▸ **Problem to solve**: List everything that the excerpt on stacked EIC chips says the fourth underfill layer 292 may protect.

The EIC chips 200s may include a first EIC chip 201 and a second EIC chip 202. The second EIC chip 202 may be located on the upper surface of the package substrate 100, and the first EIC chip 201 may be located on an upper surface of the second EIC chip 202. For example, the first EIC chip 201 and the second EIC chip 202 may be stacked in the vertical direction (the Z direction).

In some embodiments, the first EIC chip 201 and the second EIC chip 202 each include a through-via, the first EIC chip 201 may be electrically connected to the PIC chip 300 through the through-via, and the second EIC chip 202 may be electrically connected to the first EIC chip 201 through the through-via.

In some embodiments, a lower pad 272 of the second EIC chip 202 may be electrically connected to the contact pad 180 of the package substrate 100 through a connection terminal CT12. Accordingly, the second EIC chip 202 may transmit and receive electrical signals to and from the semiconductor chip 600 through the package substrate 100. In some embodiments, a fourth underfill layer 292 may be further provided to protect the lower pad 272 of the second EIC chip 202, the contact pad 180 of the package substrate 100, and the connection terminal CT12.

▸ **Given information**:

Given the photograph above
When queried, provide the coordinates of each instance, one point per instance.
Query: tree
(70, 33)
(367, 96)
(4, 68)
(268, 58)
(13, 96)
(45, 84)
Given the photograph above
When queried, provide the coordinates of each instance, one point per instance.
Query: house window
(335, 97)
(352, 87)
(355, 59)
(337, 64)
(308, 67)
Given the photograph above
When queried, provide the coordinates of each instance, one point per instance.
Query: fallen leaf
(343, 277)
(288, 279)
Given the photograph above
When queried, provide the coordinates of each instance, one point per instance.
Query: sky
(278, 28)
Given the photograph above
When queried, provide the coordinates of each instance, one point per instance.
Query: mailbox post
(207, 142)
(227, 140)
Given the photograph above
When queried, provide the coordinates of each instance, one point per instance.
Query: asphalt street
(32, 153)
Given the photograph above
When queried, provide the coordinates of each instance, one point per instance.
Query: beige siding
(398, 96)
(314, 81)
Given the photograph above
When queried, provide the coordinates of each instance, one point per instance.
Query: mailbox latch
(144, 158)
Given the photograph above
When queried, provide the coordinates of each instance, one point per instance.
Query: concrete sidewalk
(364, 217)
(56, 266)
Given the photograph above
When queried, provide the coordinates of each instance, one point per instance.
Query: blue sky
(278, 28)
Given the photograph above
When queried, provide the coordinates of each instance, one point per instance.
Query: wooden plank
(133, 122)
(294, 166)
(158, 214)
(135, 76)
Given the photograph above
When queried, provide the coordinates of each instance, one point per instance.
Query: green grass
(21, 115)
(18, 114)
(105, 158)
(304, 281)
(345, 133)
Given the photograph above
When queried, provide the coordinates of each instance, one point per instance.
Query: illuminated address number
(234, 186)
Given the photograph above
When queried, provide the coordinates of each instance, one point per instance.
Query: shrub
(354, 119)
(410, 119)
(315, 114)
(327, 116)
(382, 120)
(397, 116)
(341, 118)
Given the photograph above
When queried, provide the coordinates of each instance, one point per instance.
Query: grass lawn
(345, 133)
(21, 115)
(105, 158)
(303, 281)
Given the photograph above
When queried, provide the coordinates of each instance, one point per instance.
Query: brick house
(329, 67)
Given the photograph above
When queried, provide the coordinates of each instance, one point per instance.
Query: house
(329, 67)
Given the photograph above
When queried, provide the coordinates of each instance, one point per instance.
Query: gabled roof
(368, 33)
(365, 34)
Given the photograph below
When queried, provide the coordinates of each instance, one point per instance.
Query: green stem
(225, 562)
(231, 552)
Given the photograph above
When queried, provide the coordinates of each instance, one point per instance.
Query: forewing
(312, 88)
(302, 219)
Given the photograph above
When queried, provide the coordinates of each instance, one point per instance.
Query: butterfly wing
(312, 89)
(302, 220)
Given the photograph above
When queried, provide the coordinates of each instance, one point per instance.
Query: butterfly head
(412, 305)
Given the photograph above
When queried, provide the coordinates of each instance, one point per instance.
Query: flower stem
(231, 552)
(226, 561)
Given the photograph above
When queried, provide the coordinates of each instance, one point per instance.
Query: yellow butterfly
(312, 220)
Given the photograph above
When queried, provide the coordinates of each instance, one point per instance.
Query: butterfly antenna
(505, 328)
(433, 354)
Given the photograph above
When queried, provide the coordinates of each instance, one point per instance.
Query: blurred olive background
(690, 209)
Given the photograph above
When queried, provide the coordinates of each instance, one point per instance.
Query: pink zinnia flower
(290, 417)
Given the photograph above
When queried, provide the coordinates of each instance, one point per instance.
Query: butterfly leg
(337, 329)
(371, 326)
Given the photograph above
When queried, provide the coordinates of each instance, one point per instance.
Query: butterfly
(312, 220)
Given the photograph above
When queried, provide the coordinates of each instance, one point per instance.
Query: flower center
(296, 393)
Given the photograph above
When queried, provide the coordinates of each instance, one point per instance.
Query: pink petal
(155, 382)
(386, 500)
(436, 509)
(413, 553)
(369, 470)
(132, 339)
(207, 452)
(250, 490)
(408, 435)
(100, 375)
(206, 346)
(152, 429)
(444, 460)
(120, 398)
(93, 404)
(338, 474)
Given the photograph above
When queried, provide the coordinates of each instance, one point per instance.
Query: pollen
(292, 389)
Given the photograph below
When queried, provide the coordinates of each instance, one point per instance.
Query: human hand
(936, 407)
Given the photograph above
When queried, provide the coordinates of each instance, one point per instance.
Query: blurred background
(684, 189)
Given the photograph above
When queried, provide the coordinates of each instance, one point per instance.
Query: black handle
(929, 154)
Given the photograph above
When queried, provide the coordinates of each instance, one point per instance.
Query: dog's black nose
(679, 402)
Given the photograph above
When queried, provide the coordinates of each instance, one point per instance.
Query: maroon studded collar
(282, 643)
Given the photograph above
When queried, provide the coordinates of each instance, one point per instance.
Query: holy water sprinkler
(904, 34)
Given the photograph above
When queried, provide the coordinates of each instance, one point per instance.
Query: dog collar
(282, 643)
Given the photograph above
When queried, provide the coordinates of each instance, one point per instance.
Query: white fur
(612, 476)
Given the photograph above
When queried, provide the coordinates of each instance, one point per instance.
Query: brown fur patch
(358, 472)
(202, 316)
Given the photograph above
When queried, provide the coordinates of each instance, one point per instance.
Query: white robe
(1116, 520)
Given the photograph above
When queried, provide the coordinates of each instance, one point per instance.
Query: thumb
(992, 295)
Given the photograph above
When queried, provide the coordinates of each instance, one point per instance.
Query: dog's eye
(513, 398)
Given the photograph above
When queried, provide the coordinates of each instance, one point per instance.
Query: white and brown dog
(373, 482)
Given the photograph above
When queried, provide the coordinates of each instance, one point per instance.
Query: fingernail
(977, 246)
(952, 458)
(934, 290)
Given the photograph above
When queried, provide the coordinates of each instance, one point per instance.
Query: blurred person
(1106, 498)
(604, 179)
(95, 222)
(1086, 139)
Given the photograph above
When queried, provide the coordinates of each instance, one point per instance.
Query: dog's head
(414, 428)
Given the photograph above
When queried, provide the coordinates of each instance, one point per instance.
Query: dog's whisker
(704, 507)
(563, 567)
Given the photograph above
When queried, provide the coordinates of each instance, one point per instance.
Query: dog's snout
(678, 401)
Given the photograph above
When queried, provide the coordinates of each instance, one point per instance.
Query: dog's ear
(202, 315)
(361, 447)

▸ **The result**:
- The lower pad 272 of the second EIC chip 202
- The contact pad 180 of the package substrate 100
- The connection terminal CT12